→ **WRITTEN TASK 1**
Print the text about wanting it all word for word, from its first line to its last.

→ **DOCUMENT TEXT**
:::::
I am the woman who wants it all.
I want the Hollywood romance.
I want the worship.
I want the respect.
I want the abundance.
I want to be whisked away on along weekend to a surprise destination.
I want to be the center of someone’s world.
I want to feel the love streaming from his eye’s as much as his heart.
I want to be penetrated to my core in our love making.
I am a woman who wants it all.
 
I want to be carried away.
 
Yes, I want to be carried away like two lovers in a hot air balloon. Floating gracefully over the fields and houses below. Drifting off into the sunset, captured in an embrace that lives a lifetime.
 
I want it all.
 
As crazy as this idea sounds,
As scarce as it is in our world,
and as a coach who has spent years working with people who want the same, but never achieve it, never even taste of its sweetness,
I KNOW that it is possible.
 
I want it all.
I have tasted it before.
I crave its essence again in my life.
I KNOW it is possible.
 
The delicate moments of this hollywood romance may not be here forever, may only come here and there, but when they are here, I want to be embodied by them fully.
 
I want to open to them.
I want to be penetrated by them.
 
This morning as I sit out back writing in my journal,
casting my magical lyrics into the heavens, I heard the pressure of air being forced into a hot air balloon. There was a stillness in the energy, it was a peacefulness between the sound of the air pumps. Tapping into the rhythm of my heart and soul, I could feel the amazement, the love, the joy, the awe of being carried away in the balloon.
 
I stood and looked above the roof of my home, here a beautiful hot air balloon glided over my rooftop.
:::::
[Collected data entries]
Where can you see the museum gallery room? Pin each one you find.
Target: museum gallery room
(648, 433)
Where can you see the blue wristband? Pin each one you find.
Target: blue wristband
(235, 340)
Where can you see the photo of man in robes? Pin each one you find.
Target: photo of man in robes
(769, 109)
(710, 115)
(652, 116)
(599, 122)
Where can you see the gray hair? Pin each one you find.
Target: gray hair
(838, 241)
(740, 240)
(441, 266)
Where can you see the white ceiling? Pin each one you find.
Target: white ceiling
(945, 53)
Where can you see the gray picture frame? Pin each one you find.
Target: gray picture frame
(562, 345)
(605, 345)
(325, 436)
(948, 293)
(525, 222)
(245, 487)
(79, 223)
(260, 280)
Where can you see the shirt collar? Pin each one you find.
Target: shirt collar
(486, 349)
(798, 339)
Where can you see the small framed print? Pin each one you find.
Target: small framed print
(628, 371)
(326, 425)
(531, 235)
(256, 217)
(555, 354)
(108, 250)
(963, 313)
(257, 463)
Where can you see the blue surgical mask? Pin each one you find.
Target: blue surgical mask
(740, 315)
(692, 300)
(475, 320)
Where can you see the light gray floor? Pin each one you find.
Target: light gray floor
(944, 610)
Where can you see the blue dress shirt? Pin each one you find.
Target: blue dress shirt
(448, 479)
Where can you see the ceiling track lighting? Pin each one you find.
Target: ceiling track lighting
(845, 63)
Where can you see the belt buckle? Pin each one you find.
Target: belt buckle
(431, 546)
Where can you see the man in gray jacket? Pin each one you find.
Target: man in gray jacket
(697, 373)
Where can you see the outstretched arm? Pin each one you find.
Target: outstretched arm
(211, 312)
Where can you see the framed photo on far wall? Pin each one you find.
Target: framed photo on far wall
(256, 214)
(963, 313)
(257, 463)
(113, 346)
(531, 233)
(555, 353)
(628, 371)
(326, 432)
:::::
→ **WRITTEN TASK 2**
Output everything in the records from the line containing "Where can you see the ceiling" down to the final line of the records, both included, reproducing those lines without any change.

→ **TASK OUTPUT 1**
I am the woman who wants it all.
I want the Hollywood romance.
I want the worship.
I want the respect.
I want the abundance.
I want to be whisked away on along weekend to a surprise destination.
I want to be the center of someone’s world.
I want to feel the love streaming from his eye’s as much as his heart.
I want to be penetrated to my core in our love making.
I am a woman who wants it all.
 
I want to be carried away.
 
Yes, I want to be carried away like two lovers in a hot air balloon. Floating gracefully over the fields and houses below. Drifting off into the sunset, captured in an embrace that lives a lifetime.
 
I want it all.
 
As crazy as this idea sounds,
As scarce as it is in our world,
and as a coach who has spent years working with people who want the same, but never achieve it, never even taste of its sweetness,
I KNOW that it is possible.
 
I want it all.
I have tasted it before.
I crave its essence again in my life.
I KNOW it is possible.
 
The delicate moments of this hollywood romance may not be here forever, may only come here and there, but when they are here, I want to be embodied by them fully.
 
I want to open to them.
I want to be penetrated by them.
 
This morning as I sit out back writing in my journal,
casting my magical lyrics into the heavens, I heard the pressure of air being forced into a hot air balloon. There was a stillness in the energy, it was a peacefulness between the sound of the air pumps. Tapping into the rhythm of my heart and soul, I could feel the amazement, the love, the joy, the awe of being carried away in the balloon.
 
I stood and looked above the roof of my home, here a beautiful hot air balloon glided over my rooftop.

→ **TASK OUTPUT 2**
Where can you see the ceiling track lighting? Pin each one you find.
Target: ceiling track lighting
(845, 63)
Where can you see the belt buckle? Pin each one you find.
Target: belt buckle
(431, 546)
Where can you see the man in gray jacket? Pin each one you find.
Target: man in gray jacket
(697, 373)
Where can you see the outstretched arm? Pin each one you find.
Target: outstretched arm
(211, 312)
Where can you see the framed photo on far wall? Pin each one you find.
Target: framed photo on far wall
(256, 214)
(963, 313)
(257, 463)
(113, 346)
(531, 233)
(555, 353)
(628, 371)
(326, 432)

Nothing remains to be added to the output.